◆ **The request**: Arrange the lines of the material below as a numbered list, omitting blank lines, starting at the line that contains "the bicycle fork?" and continuing through the last line of the material.

==== Records supplied ====

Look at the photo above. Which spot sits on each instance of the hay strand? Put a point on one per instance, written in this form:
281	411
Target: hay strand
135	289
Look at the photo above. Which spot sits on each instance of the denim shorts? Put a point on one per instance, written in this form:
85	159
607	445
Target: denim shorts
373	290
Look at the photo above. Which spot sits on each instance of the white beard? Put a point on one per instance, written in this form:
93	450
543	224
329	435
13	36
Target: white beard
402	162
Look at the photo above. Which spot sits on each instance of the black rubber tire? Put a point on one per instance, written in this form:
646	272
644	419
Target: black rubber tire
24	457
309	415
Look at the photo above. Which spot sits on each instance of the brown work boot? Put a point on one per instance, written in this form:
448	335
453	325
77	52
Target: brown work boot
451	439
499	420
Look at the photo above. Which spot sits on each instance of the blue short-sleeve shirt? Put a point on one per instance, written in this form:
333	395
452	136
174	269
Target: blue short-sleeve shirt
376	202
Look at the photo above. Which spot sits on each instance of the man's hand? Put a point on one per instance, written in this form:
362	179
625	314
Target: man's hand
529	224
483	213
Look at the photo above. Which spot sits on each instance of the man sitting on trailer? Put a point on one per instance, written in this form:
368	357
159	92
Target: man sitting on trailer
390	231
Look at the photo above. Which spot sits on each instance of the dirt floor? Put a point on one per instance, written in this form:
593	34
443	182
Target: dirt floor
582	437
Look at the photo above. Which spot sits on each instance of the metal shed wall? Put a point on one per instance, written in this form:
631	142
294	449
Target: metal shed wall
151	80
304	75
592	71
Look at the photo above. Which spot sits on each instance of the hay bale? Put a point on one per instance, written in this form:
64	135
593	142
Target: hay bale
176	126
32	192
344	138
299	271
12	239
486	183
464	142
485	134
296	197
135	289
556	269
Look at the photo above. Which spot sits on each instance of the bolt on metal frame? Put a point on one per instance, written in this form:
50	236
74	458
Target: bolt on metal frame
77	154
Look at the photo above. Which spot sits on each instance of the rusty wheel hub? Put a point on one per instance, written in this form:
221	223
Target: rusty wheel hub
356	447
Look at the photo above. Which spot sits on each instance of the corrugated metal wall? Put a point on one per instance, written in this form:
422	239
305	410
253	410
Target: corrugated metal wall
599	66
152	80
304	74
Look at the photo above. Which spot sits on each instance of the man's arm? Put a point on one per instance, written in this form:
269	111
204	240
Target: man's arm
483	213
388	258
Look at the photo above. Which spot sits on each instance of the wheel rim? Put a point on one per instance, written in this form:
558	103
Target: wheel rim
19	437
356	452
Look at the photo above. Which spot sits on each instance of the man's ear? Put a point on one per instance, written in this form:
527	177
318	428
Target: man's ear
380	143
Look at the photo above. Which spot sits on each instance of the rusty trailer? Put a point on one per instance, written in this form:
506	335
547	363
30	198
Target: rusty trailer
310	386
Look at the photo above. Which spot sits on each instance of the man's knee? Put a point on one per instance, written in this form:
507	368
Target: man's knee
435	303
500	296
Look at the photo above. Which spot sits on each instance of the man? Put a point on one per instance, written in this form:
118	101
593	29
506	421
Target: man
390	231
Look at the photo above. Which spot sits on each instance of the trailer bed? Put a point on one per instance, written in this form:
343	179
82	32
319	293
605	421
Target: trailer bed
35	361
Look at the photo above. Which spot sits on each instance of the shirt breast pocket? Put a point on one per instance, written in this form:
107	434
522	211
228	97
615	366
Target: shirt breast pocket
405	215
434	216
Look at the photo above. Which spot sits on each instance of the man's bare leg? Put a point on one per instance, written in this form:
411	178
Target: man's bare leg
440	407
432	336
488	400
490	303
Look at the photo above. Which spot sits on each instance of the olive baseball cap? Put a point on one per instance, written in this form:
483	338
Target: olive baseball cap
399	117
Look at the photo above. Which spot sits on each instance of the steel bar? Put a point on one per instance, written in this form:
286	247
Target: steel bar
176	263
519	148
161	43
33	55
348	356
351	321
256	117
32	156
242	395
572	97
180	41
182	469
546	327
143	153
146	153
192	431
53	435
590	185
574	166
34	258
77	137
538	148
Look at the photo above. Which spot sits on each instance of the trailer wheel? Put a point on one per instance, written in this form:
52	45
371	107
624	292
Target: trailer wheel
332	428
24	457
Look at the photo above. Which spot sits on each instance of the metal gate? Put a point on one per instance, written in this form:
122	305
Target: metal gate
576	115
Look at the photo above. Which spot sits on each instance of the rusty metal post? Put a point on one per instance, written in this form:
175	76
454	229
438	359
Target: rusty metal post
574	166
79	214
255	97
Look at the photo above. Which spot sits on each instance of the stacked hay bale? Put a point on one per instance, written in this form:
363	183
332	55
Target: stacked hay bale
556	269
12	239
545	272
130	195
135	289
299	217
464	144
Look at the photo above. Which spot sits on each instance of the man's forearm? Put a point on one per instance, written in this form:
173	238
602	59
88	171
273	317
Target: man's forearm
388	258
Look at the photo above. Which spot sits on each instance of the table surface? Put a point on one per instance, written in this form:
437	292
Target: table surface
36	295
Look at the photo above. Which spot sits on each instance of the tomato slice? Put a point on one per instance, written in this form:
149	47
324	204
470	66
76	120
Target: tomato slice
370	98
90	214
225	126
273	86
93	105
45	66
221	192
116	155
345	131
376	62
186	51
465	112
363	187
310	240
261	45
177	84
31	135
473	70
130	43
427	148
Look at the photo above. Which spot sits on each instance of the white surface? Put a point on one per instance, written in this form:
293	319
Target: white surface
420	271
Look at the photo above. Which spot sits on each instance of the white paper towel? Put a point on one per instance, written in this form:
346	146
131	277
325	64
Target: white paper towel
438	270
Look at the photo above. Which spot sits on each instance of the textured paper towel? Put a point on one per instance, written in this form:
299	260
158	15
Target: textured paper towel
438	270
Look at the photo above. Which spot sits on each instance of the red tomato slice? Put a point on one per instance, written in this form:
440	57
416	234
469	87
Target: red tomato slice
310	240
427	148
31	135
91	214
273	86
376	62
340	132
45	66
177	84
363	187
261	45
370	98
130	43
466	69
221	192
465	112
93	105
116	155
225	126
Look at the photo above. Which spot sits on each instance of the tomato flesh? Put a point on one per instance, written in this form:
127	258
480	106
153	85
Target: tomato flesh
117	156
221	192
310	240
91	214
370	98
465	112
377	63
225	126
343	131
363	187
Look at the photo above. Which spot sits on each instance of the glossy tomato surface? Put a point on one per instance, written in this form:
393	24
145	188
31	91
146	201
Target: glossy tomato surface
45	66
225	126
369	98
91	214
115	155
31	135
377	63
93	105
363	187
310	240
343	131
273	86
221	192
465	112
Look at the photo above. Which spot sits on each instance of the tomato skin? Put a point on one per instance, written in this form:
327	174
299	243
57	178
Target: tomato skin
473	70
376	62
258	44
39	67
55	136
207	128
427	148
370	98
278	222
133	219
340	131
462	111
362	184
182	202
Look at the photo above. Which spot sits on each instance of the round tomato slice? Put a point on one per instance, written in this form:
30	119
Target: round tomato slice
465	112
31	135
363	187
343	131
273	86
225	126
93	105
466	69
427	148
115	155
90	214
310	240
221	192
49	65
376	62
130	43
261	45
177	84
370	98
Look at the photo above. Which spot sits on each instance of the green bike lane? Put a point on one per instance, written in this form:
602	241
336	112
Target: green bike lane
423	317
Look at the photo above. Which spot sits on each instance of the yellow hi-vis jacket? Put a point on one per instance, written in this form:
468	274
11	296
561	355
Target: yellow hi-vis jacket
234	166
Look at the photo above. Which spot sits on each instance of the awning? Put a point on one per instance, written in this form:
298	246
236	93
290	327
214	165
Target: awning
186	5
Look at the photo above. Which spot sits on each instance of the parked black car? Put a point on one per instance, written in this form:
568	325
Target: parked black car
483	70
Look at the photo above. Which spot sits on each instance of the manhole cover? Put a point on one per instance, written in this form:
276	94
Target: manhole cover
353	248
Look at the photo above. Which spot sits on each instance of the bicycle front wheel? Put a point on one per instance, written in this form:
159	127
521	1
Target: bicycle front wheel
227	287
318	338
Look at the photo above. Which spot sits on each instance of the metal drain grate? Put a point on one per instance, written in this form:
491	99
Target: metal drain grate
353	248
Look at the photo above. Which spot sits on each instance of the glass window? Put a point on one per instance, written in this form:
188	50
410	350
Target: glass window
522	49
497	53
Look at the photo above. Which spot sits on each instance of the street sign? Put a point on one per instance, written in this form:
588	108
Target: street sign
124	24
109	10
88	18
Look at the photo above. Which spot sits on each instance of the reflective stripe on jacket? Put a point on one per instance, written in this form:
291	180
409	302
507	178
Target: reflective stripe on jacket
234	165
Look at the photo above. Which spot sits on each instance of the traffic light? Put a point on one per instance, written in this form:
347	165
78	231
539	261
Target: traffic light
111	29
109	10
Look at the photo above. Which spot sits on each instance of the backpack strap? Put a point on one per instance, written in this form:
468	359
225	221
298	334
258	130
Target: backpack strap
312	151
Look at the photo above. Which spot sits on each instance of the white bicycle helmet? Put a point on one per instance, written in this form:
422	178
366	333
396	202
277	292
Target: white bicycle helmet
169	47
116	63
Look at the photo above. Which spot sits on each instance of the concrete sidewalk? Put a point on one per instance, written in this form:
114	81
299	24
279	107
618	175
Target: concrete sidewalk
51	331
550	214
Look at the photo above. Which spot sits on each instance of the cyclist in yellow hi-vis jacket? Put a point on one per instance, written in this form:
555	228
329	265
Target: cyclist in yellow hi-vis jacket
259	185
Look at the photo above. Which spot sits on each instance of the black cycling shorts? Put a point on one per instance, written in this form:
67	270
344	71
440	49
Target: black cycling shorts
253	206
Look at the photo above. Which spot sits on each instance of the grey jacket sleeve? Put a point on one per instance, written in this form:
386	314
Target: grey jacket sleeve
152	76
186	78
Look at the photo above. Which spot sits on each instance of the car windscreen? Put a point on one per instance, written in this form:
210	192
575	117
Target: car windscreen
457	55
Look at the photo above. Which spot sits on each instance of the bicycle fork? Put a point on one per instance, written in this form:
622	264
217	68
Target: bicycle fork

====

◆ **Output for this task**:
1. Look at the photo above. Which spot sits on each instance of the bicycle fork? Put a point on one per instance, written in this form:
2. 622	264
3. 217	68
4. Target: bicycle fork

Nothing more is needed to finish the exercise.